> **Records supplied**:

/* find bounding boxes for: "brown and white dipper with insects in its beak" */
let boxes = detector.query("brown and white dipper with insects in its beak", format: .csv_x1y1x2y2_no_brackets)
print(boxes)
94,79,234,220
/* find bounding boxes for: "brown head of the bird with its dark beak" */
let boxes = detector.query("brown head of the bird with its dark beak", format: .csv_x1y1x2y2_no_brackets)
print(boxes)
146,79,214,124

--

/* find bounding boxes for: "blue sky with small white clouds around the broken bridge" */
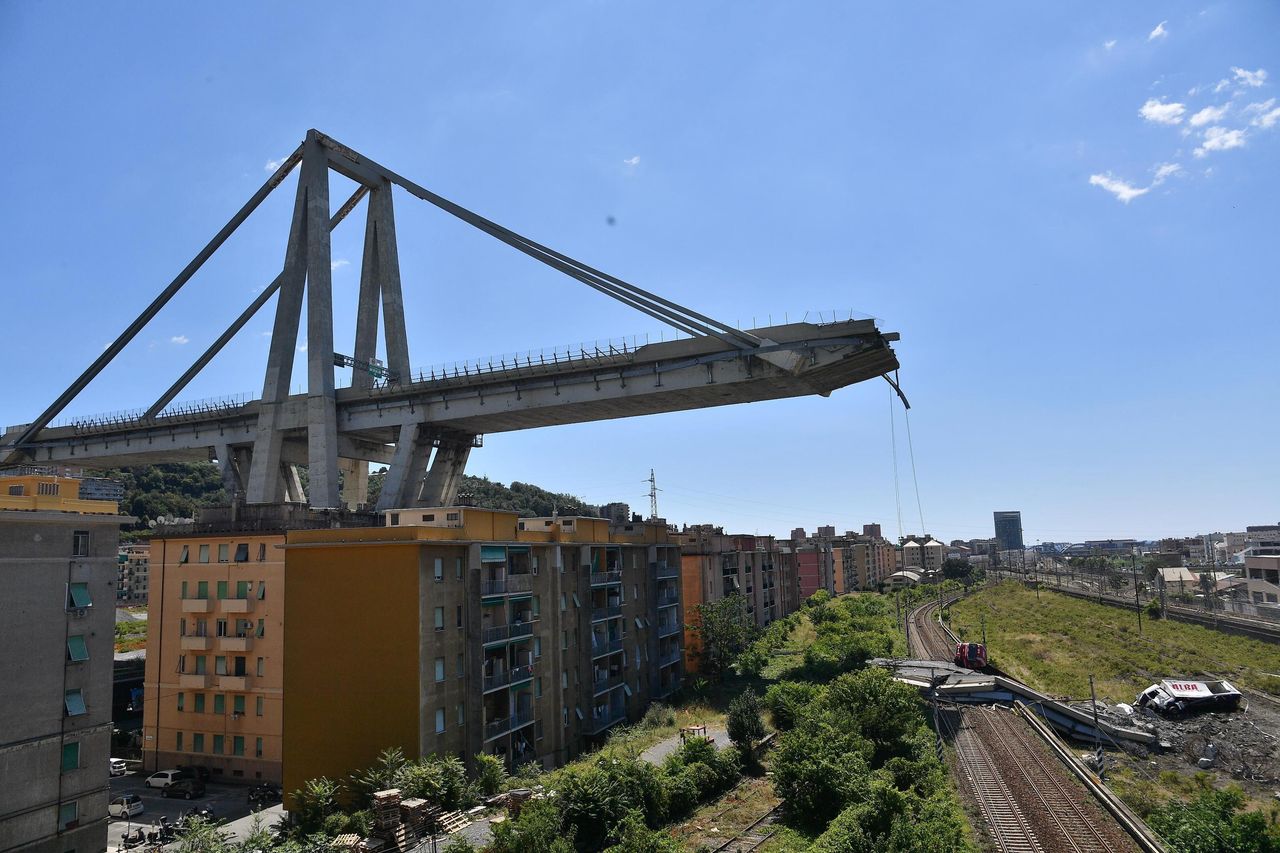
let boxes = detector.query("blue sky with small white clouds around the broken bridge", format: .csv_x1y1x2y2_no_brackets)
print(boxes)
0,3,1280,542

> **Task prompt**: Whenever the word "with" shows up in a line above, copy that line.

> **Written answer**:
/* find bounding boxes for: "brown and white dipper with insects in its beak" */
let boxes = detector.query("brown and white dipper with insects in its beak", format: .csv_x1y1x2y2_no_brackets)
/* find bounding boxes for: "brown head of the bird with its dark beak" */
let boxes = detector.query("brown head of the bird with its dark beak", format: .csv_x1y1x2y2_no_brackets)
/* find bounding boxes for: "blue sky with small white clouds around the broken bridge" */
let boxes = detector.query("blue sky with small white clouds around the broken bridge", format: .csv_x1y1x2y2_no_brackets)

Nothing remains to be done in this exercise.